Material for this task =
★ ★ ★ ★ ★ ★ ★
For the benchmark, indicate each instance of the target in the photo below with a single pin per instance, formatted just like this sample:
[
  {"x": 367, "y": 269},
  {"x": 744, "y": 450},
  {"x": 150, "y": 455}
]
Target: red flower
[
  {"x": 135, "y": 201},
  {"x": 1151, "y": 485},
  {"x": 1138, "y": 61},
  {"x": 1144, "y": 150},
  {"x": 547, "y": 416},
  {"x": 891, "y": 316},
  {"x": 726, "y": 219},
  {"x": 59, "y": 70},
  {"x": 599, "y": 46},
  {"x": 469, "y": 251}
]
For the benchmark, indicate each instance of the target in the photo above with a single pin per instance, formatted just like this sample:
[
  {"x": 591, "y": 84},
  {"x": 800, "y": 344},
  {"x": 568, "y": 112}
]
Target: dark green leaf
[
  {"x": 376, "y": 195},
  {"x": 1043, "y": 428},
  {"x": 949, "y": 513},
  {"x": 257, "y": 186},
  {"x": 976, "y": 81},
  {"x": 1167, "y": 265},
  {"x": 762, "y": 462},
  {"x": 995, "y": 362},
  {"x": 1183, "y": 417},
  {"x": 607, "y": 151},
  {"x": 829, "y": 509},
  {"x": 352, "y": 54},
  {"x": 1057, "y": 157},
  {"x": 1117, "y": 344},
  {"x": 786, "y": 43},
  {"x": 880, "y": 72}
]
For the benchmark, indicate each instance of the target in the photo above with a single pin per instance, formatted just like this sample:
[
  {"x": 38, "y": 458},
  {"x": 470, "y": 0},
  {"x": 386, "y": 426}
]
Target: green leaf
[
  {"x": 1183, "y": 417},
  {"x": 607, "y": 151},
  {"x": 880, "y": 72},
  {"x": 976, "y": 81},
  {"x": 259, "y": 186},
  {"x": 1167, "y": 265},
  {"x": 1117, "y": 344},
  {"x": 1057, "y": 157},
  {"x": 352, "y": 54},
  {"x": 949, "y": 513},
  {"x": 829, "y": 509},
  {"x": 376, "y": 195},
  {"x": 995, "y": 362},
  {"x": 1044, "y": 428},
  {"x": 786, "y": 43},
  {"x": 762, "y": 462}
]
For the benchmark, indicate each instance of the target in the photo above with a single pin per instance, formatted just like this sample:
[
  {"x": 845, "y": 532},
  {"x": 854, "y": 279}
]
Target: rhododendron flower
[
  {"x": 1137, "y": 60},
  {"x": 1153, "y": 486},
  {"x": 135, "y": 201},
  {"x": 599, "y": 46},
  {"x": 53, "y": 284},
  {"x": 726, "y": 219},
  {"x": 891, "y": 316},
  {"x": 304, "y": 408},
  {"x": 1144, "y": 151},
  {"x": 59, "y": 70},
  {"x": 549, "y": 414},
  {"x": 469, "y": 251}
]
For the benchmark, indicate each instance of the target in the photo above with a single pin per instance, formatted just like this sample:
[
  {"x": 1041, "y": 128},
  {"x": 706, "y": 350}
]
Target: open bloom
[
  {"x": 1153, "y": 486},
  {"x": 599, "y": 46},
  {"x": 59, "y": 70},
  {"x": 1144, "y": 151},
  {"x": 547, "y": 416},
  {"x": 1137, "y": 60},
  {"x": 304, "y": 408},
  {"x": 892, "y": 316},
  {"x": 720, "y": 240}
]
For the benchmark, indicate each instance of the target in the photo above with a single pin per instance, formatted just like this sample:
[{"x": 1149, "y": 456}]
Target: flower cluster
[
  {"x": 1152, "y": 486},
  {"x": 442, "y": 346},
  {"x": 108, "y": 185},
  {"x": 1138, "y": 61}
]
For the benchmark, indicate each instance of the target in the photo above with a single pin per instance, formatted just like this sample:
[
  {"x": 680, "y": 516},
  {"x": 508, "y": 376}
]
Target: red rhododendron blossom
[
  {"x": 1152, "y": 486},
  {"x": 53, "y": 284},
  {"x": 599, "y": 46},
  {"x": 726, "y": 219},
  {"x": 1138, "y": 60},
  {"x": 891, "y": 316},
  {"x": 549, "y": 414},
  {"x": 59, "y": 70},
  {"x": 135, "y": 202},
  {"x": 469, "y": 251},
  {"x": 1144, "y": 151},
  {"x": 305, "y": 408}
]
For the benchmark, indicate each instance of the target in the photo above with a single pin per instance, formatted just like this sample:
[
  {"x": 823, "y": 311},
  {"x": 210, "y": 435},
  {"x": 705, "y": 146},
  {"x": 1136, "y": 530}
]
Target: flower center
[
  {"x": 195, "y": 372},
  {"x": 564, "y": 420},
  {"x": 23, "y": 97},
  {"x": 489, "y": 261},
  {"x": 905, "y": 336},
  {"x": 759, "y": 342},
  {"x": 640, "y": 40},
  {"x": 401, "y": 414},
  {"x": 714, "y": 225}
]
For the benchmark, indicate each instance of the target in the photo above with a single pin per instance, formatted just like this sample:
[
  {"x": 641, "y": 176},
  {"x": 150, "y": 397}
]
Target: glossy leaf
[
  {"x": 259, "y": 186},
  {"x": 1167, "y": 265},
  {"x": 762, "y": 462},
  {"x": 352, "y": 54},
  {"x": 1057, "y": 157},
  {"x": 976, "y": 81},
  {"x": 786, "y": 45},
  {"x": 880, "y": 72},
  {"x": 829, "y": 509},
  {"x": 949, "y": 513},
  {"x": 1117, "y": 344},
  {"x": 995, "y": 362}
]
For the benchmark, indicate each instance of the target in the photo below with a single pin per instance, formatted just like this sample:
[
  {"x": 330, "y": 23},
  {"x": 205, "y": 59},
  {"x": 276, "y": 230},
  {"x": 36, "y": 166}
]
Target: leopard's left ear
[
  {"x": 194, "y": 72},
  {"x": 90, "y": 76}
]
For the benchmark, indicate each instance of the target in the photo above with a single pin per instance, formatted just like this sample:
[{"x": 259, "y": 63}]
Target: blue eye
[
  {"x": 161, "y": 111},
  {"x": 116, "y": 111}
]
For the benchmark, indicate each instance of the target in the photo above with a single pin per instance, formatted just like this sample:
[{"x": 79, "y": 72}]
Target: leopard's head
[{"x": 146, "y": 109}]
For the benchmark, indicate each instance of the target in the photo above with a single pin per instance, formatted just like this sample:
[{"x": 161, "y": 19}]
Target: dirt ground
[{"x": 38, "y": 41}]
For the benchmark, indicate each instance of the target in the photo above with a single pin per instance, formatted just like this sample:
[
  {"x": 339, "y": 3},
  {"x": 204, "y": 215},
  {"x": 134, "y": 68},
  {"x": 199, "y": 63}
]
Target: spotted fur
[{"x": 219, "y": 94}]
★ ★ ★ ★ ★ ★ ★
Problem to work on =
Count the lines that contain the string "flower", matching case exactly, and give only the number.

Response to this task =
4